-- start of Records --

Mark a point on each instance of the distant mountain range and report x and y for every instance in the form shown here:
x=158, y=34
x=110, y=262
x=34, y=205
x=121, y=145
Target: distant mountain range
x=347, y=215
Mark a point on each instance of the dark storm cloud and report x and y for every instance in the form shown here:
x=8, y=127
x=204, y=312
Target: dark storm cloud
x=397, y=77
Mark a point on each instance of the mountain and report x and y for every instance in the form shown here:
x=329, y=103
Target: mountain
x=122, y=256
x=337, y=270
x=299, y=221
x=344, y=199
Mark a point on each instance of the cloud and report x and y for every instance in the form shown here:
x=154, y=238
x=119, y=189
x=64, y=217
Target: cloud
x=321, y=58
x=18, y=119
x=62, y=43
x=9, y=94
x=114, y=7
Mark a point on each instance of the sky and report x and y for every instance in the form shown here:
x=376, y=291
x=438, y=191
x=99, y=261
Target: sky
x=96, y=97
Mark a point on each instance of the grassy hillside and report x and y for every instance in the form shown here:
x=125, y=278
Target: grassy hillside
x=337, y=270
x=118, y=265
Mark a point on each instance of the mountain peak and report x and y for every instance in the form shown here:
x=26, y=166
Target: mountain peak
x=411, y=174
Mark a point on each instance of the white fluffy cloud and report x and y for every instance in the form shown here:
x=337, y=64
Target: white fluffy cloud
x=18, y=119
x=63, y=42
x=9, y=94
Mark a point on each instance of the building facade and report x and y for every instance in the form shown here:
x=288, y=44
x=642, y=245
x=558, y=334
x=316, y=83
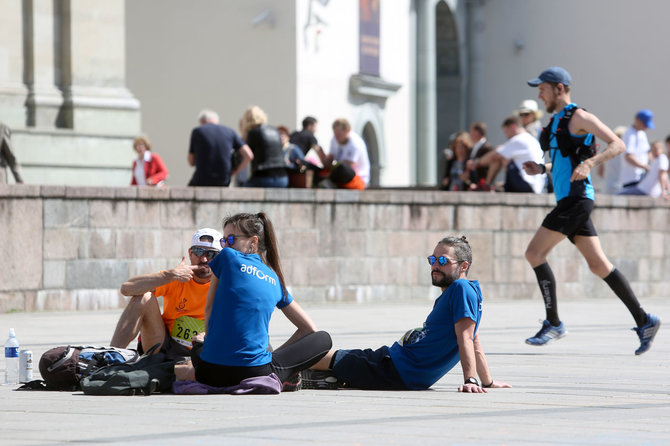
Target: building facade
x=76, y=76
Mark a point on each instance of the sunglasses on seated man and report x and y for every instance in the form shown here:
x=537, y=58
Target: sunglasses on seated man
x=199, y=251
x=442, y=260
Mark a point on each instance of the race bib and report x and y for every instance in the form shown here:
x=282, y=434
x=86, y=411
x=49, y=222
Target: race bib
x=184, y=328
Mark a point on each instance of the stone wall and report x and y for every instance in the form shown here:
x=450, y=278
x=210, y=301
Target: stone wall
x=70, y=248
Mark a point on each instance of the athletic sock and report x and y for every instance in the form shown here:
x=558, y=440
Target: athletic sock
x=622, y=289
x=547, y=282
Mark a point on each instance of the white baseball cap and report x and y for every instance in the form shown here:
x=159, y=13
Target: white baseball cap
x=207, y=232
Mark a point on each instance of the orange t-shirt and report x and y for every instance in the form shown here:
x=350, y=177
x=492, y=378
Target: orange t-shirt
x=183, y=299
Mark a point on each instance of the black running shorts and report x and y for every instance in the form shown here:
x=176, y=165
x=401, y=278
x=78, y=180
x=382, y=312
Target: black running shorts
x=572, y=217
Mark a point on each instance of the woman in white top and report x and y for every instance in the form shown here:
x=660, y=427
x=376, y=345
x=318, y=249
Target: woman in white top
x=655, y=182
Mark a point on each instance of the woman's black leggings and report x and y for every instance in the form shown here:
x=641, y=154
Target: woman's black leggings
x=286, y=361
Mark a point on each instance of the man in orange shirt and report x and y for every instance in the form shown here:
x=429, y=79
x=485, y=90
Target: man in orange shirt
x=184, y=291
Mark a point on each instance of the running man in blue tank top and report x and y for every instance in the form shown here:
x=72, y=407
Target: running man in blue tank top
x=570, y=140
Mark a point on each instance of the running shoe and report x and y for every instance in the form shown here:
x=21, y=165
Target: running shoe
x=319, y=380
x=647, y=333
x=547, y=334
x=293, y=383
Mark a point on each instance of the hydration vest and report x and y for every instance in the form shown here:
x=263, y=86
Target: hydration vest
x=556, y=135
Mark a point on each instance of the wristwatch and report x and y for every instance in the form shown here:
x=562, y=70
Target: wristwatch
x=472, y=380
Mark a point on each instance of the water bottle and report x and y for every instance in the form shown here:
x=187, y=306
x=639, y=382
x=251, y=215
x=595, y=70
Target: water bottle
x=11, y=359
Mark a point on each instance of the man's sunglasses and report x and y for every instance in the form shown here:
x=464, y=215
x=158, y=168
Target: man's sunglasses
x=442, y=260
x=230, y=240
x=199, y=251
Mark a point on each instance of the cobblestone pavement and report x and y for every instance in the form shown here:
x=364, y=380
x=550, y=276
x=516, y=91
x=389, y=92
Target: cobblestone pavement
x=588, y=388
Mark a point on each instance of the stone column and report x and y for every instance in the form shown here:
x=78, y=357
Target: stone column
x=93, y=65
x=13, y=90
x=475, y=54
x=426, y=113
x=44, y=99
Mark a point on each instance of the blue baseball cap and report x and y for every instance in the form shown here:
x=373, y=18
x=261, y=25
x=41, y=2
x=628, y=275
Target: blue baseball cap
x=647, y=118
x=557, y=75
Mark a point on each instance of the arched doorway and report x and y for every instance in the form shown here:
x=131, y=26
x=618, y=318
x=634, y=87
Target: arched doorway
x=448, y=81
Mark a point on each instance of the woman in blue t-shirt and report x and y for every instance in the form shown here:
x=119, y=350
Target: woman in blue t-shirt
x=248, y=284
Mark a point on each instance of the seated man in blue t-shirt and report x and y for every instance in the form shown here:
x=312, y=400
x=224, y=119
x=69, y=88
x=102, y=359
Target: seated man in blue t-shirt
x=426, y=354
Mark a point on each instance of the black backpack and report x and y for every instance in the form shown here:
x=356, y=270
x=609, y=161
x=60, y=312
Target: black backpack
x=152, y=373
x=63, y=367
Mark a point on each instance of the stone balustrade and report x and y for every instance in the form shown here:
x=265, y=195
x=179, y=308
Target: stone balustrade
x=71, y=248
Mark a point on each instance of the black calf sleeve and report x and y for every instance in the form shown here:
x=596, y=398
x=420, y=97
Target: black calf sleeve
x=547, y=282
x=622, y=289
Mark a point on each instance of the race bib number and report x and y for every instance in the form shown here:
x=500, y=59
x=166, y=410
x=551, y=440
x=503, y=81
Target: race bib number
x=184, y=328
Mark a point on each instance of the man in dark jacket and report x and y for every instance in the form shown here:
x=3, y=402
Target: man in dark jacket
x=211, y=152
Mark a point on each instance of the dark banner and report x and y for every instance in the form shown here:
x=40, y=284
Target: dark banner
x=369, y=37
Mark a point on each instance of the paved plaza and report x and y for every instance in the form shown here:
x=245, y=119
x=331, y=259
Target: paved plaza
x=588, y=388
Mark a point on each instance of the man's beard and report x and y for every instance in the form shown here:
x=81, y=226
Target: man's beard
x=550, y=106
x=203, y=273
x=443, y=280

-- end of Records --

**Direction:** Copy all of the entries above word for word, leaving out the pictures.

**Answer to the exercise:**
Mark a point on each instance of the distant mountain range and report x and y for every instance in the form shown here:
x=158, y=34
x=110, y=262
x=34, y=205
x=121, y=145
Target: distant mountain range
x=347, y=215
Mark a point on each instance of the dark storm cloud and report x and y for every instance in the form shown here:
x=8, y=127
x=204, y=312
Target: dark storm cloud
x=397, y=77
Mark a point on each instance of the mountain and report x and y for every instance in the form shown here:
x=329, y=103
Target: mountain
x=122, y=256
x=337, y=270
x=299, y=221
x=344, y=199
Mark a point on each instance of the cloud and report x and y for every instance in the form shown here:
x=154, y=238
x=119, y=189
x=64, y=217
Target: cloud
x=321, y=58
x=18, y=119
x=62, y=43
x=9, y=94
x=114, y=7
Mark a point on each instance of the sky and report x and y for every instance in the form shown here:
x=376, y=291
x=438, y=191
x=99, y=261
Target: sky
x=96, y=97
Mark a point on each instance of the grassy hillside and report x and y for every instance in the form shown here:
x=125, y=278
Target: grassy hillside
x=337, y=270
x=118, y=265
Mark a point on each instance of the mountain peak and report x and y for every instance in the form shown here:
x=26, y=166
Target: mountain peak
x=411, y=174
Mark a point on each instance of the white fluffy cloud and report x and y for every instance in the form shown here:
x=337, y=64
Target: white fluffy cloud
x=18, y=119
x=63, y=42
x=9, y=94
Mark a point on each instance of the building facade and report x and y for every instance in the form shown here:
x=288, y=44
x=642, y=245
x=558, y=334
x=316, y=83
Target: building facade
x=76, y=76
Mark a point on each instance of the sunglasses on seated man and report x and y for every instance in the form shown here:
x=537, y=58
Target: sunglasses on seated man
x=199, y=251
x=442, y=260
Mark a point on each instance of the race bib and report x and y for every instance in the form shown here:
x=282, y=434
x=86, y=411
x=49, y=222
Target: race bib
x=184, y=328
Mark a point on each instance of the stone wall and report x and y for every instance in the form shown here:
x=450, y=278
x=210, y=301
Target: stone wall
x=70, y=248
Mark a point on each instance of the athletic sock and report x and y for every instance in the form shown here:
x=558, y=440
Target: athletic sock
x=622, y=289
x=547, y=282
Mark a point on each instance of the white baseball cap and report x and y for every instance in the form shown here:
x=159, y=13
Target: white baseball cap
x=207, y=232
Mark a point on each instance of the orange t-shirt and report x and y for every instance in the form shown here:
x=350, y=177
x=492, y=378
Target: orange t-shirt
x=183, y=299
Mark a point on each instance of the black running shorts and report x and y for every instance in the form shown here:
x=176, y=165
x=401, y=278
x=78, y=180
x=382, y=312
Target: black running shorts
x=572, y=217
Mark a point on each instance of the woman in white top and report x and y for every instance in the form shown here:
x=660, y=427
x=376, y=345
x=318, y=249
Target: woman in white top
x=655, y=182
Mark a point on each instance of the woman's black leggings and report x and y for every instance in the form shown here:
x=641, y=154
Target: woman's black leggings
x=286, y=361
Mark a point on each instance of the man in orange shirt and report x and y for every instance in the form shown here:
x=429, y=79
x=485, y=90
Target: man in orange shirt
x=184, y=291
Mark a point on each instance of the running man in blue tank top and report x and y for every instance in the form shown here:
x=72, y=407
Target: running man in blue tank top
x=570, y=140
Mark a point on each instance of the running shoe and report x and y for every instance in the form shown here:
x=21, y=165
Target: running shoe
x=319, y=380
x=647, y=333
x=547, y=334
x=293, y=383
Mark a point on each instance of the hydration vest and report x and y for every instance in the form shown here:
x=263, y=86
Target: hydration vest
x=556, y=135
Mark a point on each instance of the wristwatch and report x and y for every instance in the form shown here:
x=562, y=70
Target: wristwatch
x=472, y=380
Mark a point on each instance of the water bottle and report x and y for every instance in the form shown here:
x=187, y=306
x=639, y=382
x=251, y=215
x=595, y=70
Target: water bottle
x=11, y=359
Mark a point on each instance of the man's sunglasses and report x and y for every instance in the form shown here:
x=464, y=215
x=158, y=168
Target: man's sunglasses
x=442, y=260
x=230, y=240
x=199, y=251
Mark a point on each instance of the cobblestone pavement and report x and y for every instance in the form shown here:
x=364, y=380
x=550, y=276
x=516, y=91
x=389, y=92
Target: cobblestone pavement
x=588, y=388
Mark a point on each instance of the stone column and report x and y for every instance in the form shown here:
x=78, y=357
Target: stone column
x=93, y=65
x=13, y=90
x=475, y=54
x=426, y=113
x=44, y=99
Mark a point on each instance of the blue baseball cap and report x and y for every instance in the form shown here:
x=373, y=18
x=261, y=25
x=41, y=2
x=628, y=275
Target: blue baseball cap
x=647, y=118
x=557, y=75
Mark a point on each instance of the arched doorway and report x and y for every instance in the form shown here:
x=131, y=26
x=618, y=318
x=634, y=87
Target: arched doorway
x=448, y=81
Mark a point on each instance of the woman in blue t-shirt and report x and y for every instance in the form shown here:
x=119, y=350
Target: woman in blue t-shirt
x=248, y=284
Mark a point on each instance of the seated man in blue t-shirt and report x and y for every instance in the form shown here:
x=312, y=400
x=224, y=119
x=69, y=88
x=102, y=359
Target: seated man in blue t-shirt
x=426, y=354
Mark a point on each instance of the black backpack and report x and y for every instance in the form shown here:
x=356, y=270
x=609, y=161
x=60, y=312
Target: black backpack
x=152, y=373
x=63, y=367
Mark a point on each instance of the stone balustrade and report x and y for every instance in the form shown here:
x=265, y=195
x=179, y=308
Target: stone balustrade
x=71, y=248
Mark a point on each instance of the black calf sleeve and report x and y for every instance in the form shown here:
x=596, y=398
x=420, y=97
Target: black calf sleeve
x=547, y=282
x=622, y=289
Mark a point on each instance of the race bib number and report x and y for every instance in the form shown here:
x=500, y=59
x=166, y=410
x=551, y=440
x=503, y=81
Target: race bib number
x=184, y=328
Mark a point on each instance of the man in dark jacket and report x and y for every instance in the form shown here:
x=3, y=402
Target: man in dark jacket
x=211, y=152
Mark a point on each instance of the dark banner and report x and y for every instance in the form shown here:
x=40, y=284
Target: dark banner
x=369, y=37
Mark a point on each instance of the paved plaza and report x and y for every instance in the form shown here:
x=245, y=119
x=331, y=259
Target: paved plaza
x=588, y=388
Mark a point on each instance of the man's beard and report x and y for every instance in the form shown here:
x=81, y=226
Target: man's beard
x=550, y=106
x=203, y=273
x=443, y=280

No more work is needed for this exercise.